* **Text passage**:
◆ ◆ ◆ ◆ ◆ ◆ ◆
Please keep Greg's family in your prayers, especially his suffering mother and his grieving wife. I decided earlier this week to begin a novena to Our Lady of Sorrows. I don't know if I've been "doing it right," but I know that Mary, through the sorrowful suffering and death of her only son, will comfort them.


As I was Google searching the Our Lady of Sorrows novena, I came across several different ones, and I discovered a Rosary to Our Lady of Sorrows. As you pray this Rosary you contemplate the seven sorrows of the Blessed Virgin, and pray one Our Father and seven Hail Marys for each one. It's a beautiful prayer; check it out here. I haven't actually prayed it yet; I might just try to get my hands on a Chaplet with its seven groups of seven beads. (Not that I need the beads to pray, of course; if anything it would remind me to pray for those who are burdened by sorrow. I know plenty of people who are.)


I posted my first 7 Quick Takes blog over at "Cooking Nick's Books: A Sparks Fan's Food Blog" earlier this week, with some random thoughts about food, books, blogging, and a little preview of A Walk to Remember and the food we're preparing for tonight's New Year's Eve get together. If you have time, click here and check it out!

I'm glad, by the way, when I started this blog, I didn't know how (or maybe Blogger didn't have this feature yet) to check the stats to see how many people have been viewing it. This blog doesn't get very much traffic as it is, but "Cooking Nick's Books" get next to none. Maybe ten views a week on average, and I figure at least half of those are quick peeks, and they don't even read it. I try to tell myself that when I started "Musings of a Catholic Mom," it probably had similar stats, and the readership has gradually grown over the last two years. I'm having fun with that blog, and I hope I'll persevere and keep it going despite the meager stats; and maybe, just maybe, more people will begin to read it. It's a very small niche, I know, choosing one author (Nicholas Sparks) and making it all about his stories and the food in them, so I guess I shouldn't expect too much.

I like to imagine that Nicholas might eventually run across it (every time I post there I put it on Twitter, and say something like "Check out this lasagna inspired by A Bend in the Road by @SparksNicholas!" That automatically connects it to his Twitter account, so maybe he's already seen it, who knows?) and the thought kind of scares me and thrills me at the same time. It makes me instinctively write each post as though he were reading it. Isn't that silly? I just hope that if he does eventually read it, he doesn't hate it or think I'm some loony nutjob stalker fan.


This morning on Cooking Nick's Books, I posted this quick take of sorts:

Happy Birthday, Nick!

My mother and I will be thinking of you today when we're preparing all this stuff. (Click here and read to the bottom. It's quick.)

I recently celebrated my birthday, too; my sister-in-law baked me a cake and everything. So I hope your day is as fabulous as mine--full of love and laughter and cake!

Happy New Year to you and to all of the five or so people who read this here little blog of mine.

So, my loyal blog readers, do YOU think I'm a loony nutjob stalker fan?
◆ ◆ ◆ ◆ ◆ ◆ ◆
* **Data provided**:

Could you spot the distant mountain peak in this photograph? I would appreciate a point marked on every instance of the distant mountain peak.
◆ ◆ ◆ ◆ ◆ ◆ ◆
* **Work to do**:
- A) Summarize the blog post in two sentences.
- B) According to the blog post, how many Hail Marys are prayed for each sorrow in the Rosary to Our Lady of Sorrows?
Work from the blog post alone.

* **The replies**:
- A) The writer asks for prayers for Greg's family, describes beginning a novena to Our Lady of Sorrows, and mentions discovering a Rosary to Our Lady of Sorrows. The writer also discusses the food blog "Cooking Nick's Books," which gets very little traffic, and imagines that Nicholas Sparks might eventually come across it.

- B) Seven Hail Marys, along with one Our Father.